-- Trecho da página --
Noite de um dia qualquer, por volta das nove horas. Após uma longa e exaustiva jornada de trabalho, um sujeito qualquer liga a televisão para assistir ao telejornal ao qual encarrega a responsabilidade de lhe fornecer o cardápio diário de notícias necessárias para poder viver o dia seguinte (afinal, precisa ter assuntos sobre o quais irá conversar com os colegas).
A cena é a mesma e se insere na rotina deste e de tantos outros cidadãos. Mas algo está levemente diferente: o “tom” dos profissionais do jornalismo que participam desta última etapa do seu dia. Eles parecem mais soltos, mais íntimos entre si. Fazem comentários banais sobre as notícias, tratam-se por apelidos. O tom lhe agrada, aparentemente, já que é quase como se o jornalista fosse seu amigo.
Os espectadores mais atentos já devem ter se dado conta de algumas mudanças nos formatos que as nossas emissoras têm usado em seus programas jornalísticos. De uns tempos para cá, os profissionais da imprensa e os veículos a que pertencem – mesmo aqueles que consolidaram uma carreira baseada na sisudez, na seriedade com que entregavam diariamente as notícias – têm experimentado certas estratégias de proximidade com o público.

-- Dados fornecidos --
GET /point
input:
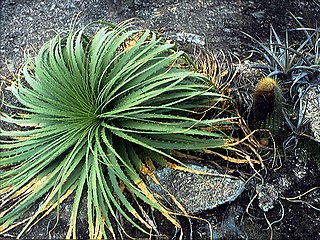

-- O problema --
Escreva a continuação do texto sobre o tom mais íntimo dos telejornais, começando logo depois da última frase.

-- Resultado da tarefa --
Alguns falam de uma “tiagoleifertização do jornalismo” (em referência ao apresentador esportivo da Rede Globo cujo sucesso do seu jornalismo bem humorado começou a pautar demais profissionais da emissora). Outros mencionam a fusão do jornalismo e do entretenimento, mas creio que apenas dizer isso propague uma visão redutora e inconciliável sobre ambos. O inegável é que algo está diferente: a proximidade gradativamente tem se tornado a norma, não a exceção.
Alguém argumentaria que, historicamente, os jornais matutinos e vespertinos têm sempre explorado este lado mais “amigo”, já que o coitado do trabalhador, que lida com tantas tragédias diárias, precisa de um certo estímulo para enfrentar sua árdua labuta. Por que o jornalista não deveria desempenhar também este papel?
Uma análise mais aprofundada talvez revele que este estilo, há muito consolidado nos primeiros jornais do dia, tem se espalhado pelos produtos mais nobres das emissoras, tal como o Jornal Nacional, que, sozinho, dá mais audiência que todos os telejornais das outras emissoras.
Temos assistido a algumas mudanças em nome de uma maior atratividade ao espectador: as reportagens estão mais “irreverentes”, divertidas, mesmo relaxadas, conversam com o público; os repórteres não parecem mais se atrelar àquelas velhas e chatas regras que os manuais de redação pareciam querer impor aos jornalistas em formação.
Temos horror às distâncias, lembra Sergio Buarque de Hollanda, e de certa forma nos sentimos violentados por elas. Queremos que as regras existam, mas, claro, também queremos que elas sejam flexíveis para nós.
William Bonner, por muitos considerados um dos mais importantes jornalistas do país, agora faz comentários sobre os entrevistados, levanta-se (ele não está de cuecas, para a decepção de muitos dos que acreditavam que os apresentadores sempre estavam sem calças), interage com os colegas de bancada e nas outras praças. Fora da televisão, faz selfies engraçados, solta piada, mostra sua vida em família. É gente como a gente.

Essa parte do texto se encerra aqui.